Stated problem | Continue the commit diff on encodings and Unicode encoding schemes below, starting right after its last line.

Describe the relationship between encodings and Unicode encoding schemes

hsivonen · annevk · commit 6f9a41f3d9db · 2018-08-23T15:57:39.000+02:00
diff --git a/encoding.bs b/encoding.bs
@@ -135,6 +135,16 @@ a <a>byte</a> sequence (and vice versa). Each <a for=/>encoding</a> has a
 <dfn id=name export for=encoding>name</dfn>, and one or more
 <dfn id=label export for=encoding lt=label>labels</dfn>.
 
+<p class="note no-backref">This specification defines three <a>encodings</a> with the same names as
+<i>encoding schemes</i> defined in the Unicode standard: <a>UTF-8</a>, <a>UTF-16LE</a>, and
+<a>UTF-16BE</a>. The <a>encodings</a> differ from the <i>encoding schemes</i> by byte order mark
+(also known as BOM) handling not being part of the <a>encodings</a> themselves and instead being
+part of wrapper algorithms in this specification, whereas byte order mark handling is part of the
+definition of the <i>encoding schemes</i> in the Unicode Standard. <a>UTF-8</a> used together with
+the <a>UTF-8 decode</a> algorithm matches the <i>encoding scheme</i> of the same name. This
+specification does not provide wrapper algorithms that would combine with <a>UTF-16LE</a> and
+<a>UTF-16BE</a> to match the similarly-named <i>encoding schemes</i>. [[UNICODE]]
+
 
 <h3 id=encoders-and-decoders>Encoders and decoders</h3>
 
@@ -865,9 +875,9 @@ fallback encoding <var>encoding</var>, run these steps:
    <tr><td>0xFF 0xFE<td><a>UTF-16LE</a>
   </table>
 
-  <p class=note>For compatibility with deployed content, the byte order mark (also known as BOM) is
-  more authoritative than anything else. In a context where HTTP is used this is in violation of the
-  semantics of the `<code>Content-Type</code>` header.

Dataset extract |
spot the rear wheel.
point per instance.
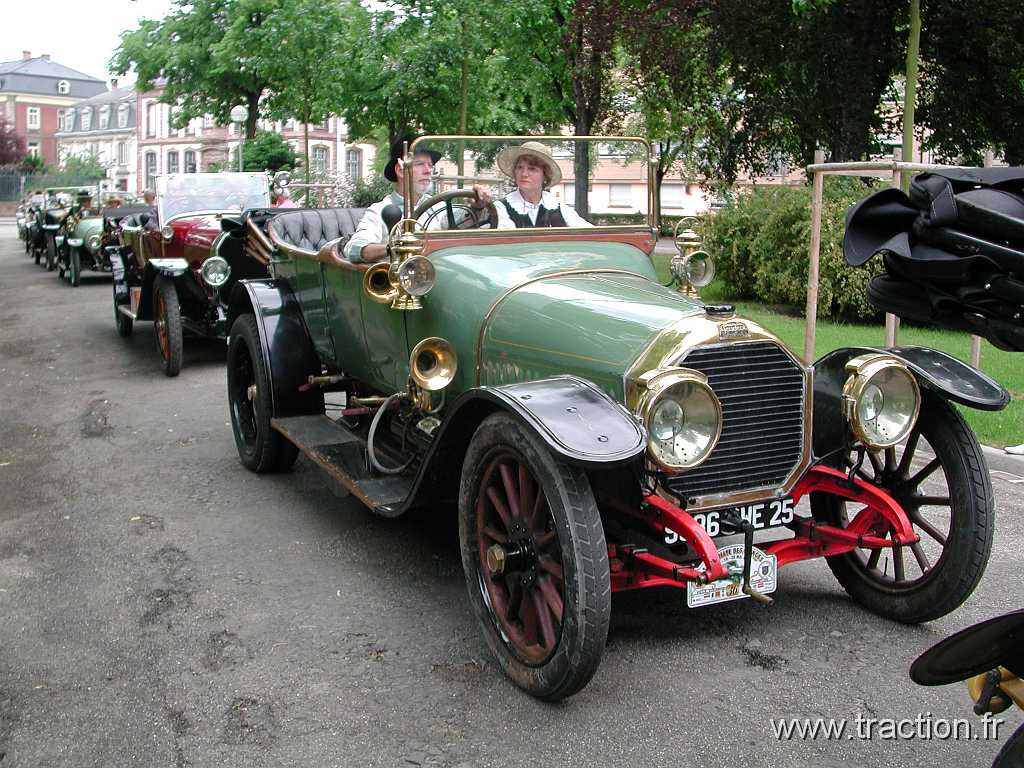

The response |
+  <p class=note>For compatibility with deployed content, the byte order mark is more authoritative
+  than anything else. In a context where HTTP is used this is in violation of the semantics of the
+  `<code>Content-Type</code>` header.
 
  <li><p>If <var>BOM seen flag</var> is unset,
  <a>prepend</a> <var>buffer</var> to <var>stream</var>.
@@ -1312,6 +1322,10 @@ must run these steps:
 
 <h4 id=utf-8-decoder dfn export>UTF-8 decoder</h4>
 
+<p class="note no-backref">A byte order mark has priority over a <a>label</a> as it has been found
+to be more accurate in deployed content. Therefore it is not part of the <a>UTF-8 decoder</a>
+algorithm but rather the <a>decode</a> and <a>UTF-8 decode</a> algorithms.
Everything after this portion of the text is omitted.